Direction: Copy out the records below line for line, with every word and mark unchanged.

-- begin --

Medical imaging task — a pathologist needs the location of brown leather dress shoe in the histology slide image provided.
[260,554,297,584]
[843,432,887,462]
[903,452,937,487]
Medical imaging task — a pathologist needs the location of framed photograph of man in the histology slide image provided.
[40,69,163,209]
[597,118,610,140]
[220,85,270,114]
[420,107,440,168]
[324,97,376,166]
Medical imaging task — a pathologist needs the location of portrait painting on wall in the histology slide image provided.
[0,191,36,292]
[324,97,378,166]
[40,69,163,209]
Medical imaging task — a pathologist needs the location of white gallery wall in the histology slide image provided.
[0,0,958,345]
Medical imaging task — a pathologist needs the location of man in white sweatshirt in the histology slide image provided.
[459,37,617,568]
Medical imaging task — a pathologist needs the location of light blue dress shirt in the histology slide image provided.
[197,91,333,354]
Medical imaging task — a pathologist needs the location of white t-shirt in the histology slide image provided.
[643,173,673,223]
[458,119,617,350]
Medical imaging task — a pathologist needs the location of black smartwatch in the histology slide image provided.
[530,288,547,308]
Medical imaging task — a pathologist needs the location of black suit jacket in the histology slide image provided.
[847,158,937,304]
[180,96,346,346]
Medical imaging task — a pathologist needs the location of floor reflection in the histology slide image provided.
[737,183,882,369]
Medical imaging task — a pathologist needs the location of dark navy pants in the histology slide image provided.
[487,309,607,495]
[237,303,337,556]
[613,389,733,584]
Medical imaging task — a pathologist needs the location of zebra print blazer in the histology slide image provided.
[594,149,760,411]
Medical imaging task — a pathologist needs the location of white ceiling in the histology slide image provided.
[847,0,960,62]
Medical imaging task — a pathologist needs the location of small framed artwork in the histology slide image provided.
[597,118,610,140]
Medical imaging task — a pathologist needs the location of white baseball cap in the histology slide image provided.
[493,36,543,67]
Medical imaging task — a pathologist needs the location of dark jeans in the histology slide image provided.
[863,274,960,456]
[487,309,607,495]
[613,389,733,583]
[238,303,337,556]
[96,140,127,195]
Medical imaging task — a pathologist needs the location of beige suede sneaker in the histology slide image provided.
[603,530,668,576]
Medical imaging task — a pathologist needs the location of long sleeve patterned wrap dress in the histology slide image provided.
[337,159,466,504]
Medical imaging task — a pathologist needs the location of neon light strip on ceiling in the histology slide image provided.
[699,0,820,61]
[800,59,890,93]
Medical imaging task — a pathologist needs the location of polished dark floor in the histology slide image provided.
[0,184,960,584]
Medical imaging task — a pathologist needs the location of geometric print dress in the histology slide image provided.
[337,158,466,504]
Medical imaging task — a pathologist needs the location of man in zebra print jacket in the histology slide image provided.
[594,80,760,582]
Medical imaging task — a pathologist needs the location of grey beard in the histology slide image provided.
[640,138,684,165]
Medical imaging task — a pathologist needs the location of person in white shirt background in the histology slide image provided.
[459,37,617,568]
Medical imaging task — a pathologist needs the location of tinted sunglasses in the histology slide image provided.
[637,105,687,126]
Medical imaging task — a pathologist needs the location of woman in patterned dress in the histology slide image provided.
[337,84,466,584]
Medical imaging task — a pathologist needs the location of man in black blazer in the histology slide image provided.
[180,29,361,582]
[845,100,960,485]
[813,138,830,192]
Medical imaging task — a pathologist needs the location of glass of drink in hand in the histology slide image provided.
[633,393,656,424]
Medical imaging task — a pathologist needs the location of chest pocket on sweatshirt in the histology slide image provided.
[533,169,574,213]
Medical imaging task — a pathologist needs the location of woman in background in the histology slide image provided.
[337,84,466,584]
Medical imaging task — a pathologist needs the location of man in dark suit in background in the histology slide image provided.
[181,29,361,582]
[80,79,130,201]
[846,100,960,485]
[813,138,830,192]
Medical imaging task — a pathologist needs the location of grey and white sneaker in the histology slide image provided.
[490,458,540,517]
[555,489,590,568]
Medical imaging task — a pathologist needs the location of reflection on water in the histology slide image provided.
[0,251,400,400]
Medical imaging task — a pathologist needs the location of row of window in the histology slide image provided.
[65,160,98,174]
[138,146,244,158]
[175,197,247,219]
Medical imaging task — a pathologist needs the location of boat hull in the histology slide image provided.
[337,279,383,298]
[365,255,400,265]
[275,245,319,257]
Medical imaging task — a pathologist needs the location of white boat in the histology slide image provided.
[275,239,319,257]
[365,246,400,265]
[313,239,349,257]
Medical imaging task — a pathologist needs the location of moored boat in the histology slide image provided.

-- end --

Response below:
Medical imaging task — a pathologist needs the location of brown leather dress shoe in the histology slide image provided.
[260,554,297,584]
[843,432,887,462]
[903,452,937,487]
Medical imaging task — a pathologist needs the location of framed photograph of man in the histology slide image provided.
[40,69,163,209]
[597,118,610,140]
[220,85,270,114]
[420,107,440,168]
[324,97,376,166]
Medical imaging task — a pathologist needs the location of portrait painting on wall in the histology slide image provided.
[0,191,36,292]
[324,97,378,166]
[40,69,163,209]
Medical imaging task — a pathologist needs the location of white gallery wall in the histology slide image provided.
[0,0,958,345]
Medical imaging task — a pathologist needs the location of man in white sweatshirt in the histology slide image provided.
[459,37,617,568]
Medical imaging task — a pathologist needs the location of light blue dress shirt in the histology slide image provided.
[197,91,333,354]
Medical imaging task — a pathologist needs the location of white t-shirt in the histology slide image provided.
[643,173,673,223]
[458,119,617,350]
Medical imaging task — a pathologist needs the location of black smartwatch in the histology slide image provided.
[530,288,547,308]
Medical imaging task — a pathologist needs the location of black suit jacket in the histology slide image provided.
[847,158,937,304]
[180,96,346,346]
Medical imaging task — a pathologist needs the location of floor reflection in the histology slide image provided.
[737,183,882,369]
Medical imaging task — a pathologist needs the location of dark navy pants in the histology slide image provided.
[487,309,607,495]
[237,303,337,556]
[613,389,733,584]
Medical imaging task — a pathologist needs the location of zebra print blazer in the histology slide image provided.
[594,149,760,411]
Medical imaging task — a pathologist needs the location of white ceiling in the histology slide image provided.
[847,0,960,62]
Medical imaging task — a pathologist needs the location of small framed artwork in the histology slide image provided.
[597,118,610,140]
Medical imaging task — a pathologist needs the location of white baseball cap in the histology slide image provided.
[493,36,543,67]
Medical imaging task — a pathologist needs the location of dark jeans in the histology slide image provided.
[863,274,960,456]
[487,309,607,495]
[613,389,733,583]
[238,303,337,556]
[96,140,127,195]
Medical imaging task — a pathologist needs the location of beige suede sneaker in the histology slide image provided.
[603,530,668,576]
Medical imaging task — a pathologist needs the location of long sleeve patterned wrap dress in the histology slide image provided.
[337,159,466,504]
Medical imaging task — a pathologist needs the location of neon light strip on ceiling in the histology slide image provided.
[699,0,820,61]
[800,59,890,93]
Medical imaging task — a pathologist needs the location of polished dark floor in the histology slide image provided.
[0,184,960,584]
Medical imaging task — a pathologist needs the location of geometric print dress in the histology slide image provided.
[337,158,466,504]
Medical imaging task — a pathologist needs the location of man in zebra print jacket in the histology slide image provided.
[594,80,760,582]
Medical imaging task — a pathologist needs the location of grey beard in the histology slide image provided.
[640,138,684,165]
Medical imaging task — a pathologist needs the location of person in white shirt background in the histology slide image provided.
[459,37,617,568]
Medical imaging task — a pathologist needs the location of tinted sunglasses in the histology slide image provided.
[637,105,687,126]
Medical imaging task — a pathologist needs the location of woman in patterned dress in the histology slide image provided.
[337,84,466,584]
Medical imaging task — a pathologist needs the location of man in black blazer in the histology slide image provided.
[180,29,361,582]
[845,100,960,485]
[813,138,830,192]
Medical imaging task — a pathologist needs the location of glass of drink in hand in the histology slide image provided.
[633,393,656,424]
Medical imaging task — a pathologist needs the location of chest pocket on sweatshirt in the histology slide image provided.
[533,169,574,213]
Medical imaging task — a pathologist needs the location of woman in background in the histology slide image provided.
[337,84,466,584]
Medical imaging task — a pathologist needs the location of man in dark suit in background in the histology slide image provided.
[181,29,361,582]
[80,79,130,201]
[846,100,960,485]
[813,138,830,192]
Medical imaging task — a pathologist needs the location of grey and white sneaker in the histology slide image provided.
[490,458,540,517]
[555,489,590,568]
Medical imaging task — a pathologist needs the location of reflection on water in the histology slide image provided.
[0,251,400,400]
Medical imaging task — a pathologist needs the location of row of window in the histology slide image provided.
[65,160,98,174]
[138,146,244,158]
[175,197,247,219]
Medical imaging task — a pathologist needs the location of boat hull in the histology slide image provided.
[337,279,383,298]
[365,255,400,265]
[275,245,319,257]
Medical imaging task — a pathologist needs the location of white boat in the histology slide image provided.
[275,239,319,257]
[365,246,400,265]
[313,239,349,257]
Medical imaging task — a pathologist needs the location of moored boat in the histology slide image provided.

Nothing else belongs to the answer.